** Prompt **
Reproduce every one of the lines below, requests included, and shift each coordinate in the answers by adding 25 to it, leaving the numbers in the requests and their format samples unchanged. Omit the pictures from your answer.
<<<<
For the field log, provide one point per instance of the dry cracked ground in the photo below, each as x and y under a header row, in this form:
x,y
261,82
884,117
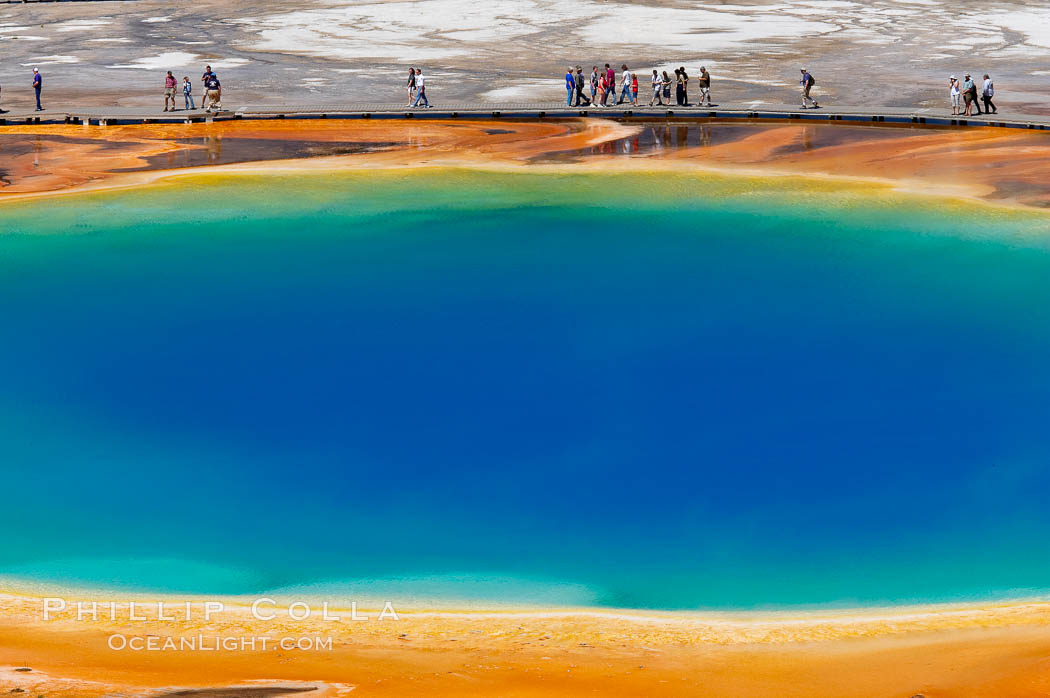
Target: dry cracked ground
x,y
889,53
>>>>
** Written answer **
For the field log, provide one point per instance of the dry cracked ground in the photo below, each as x and y under a header row, in this form:
x,y
261,82
884,117
Target: dry cracked ground
x,y
914,78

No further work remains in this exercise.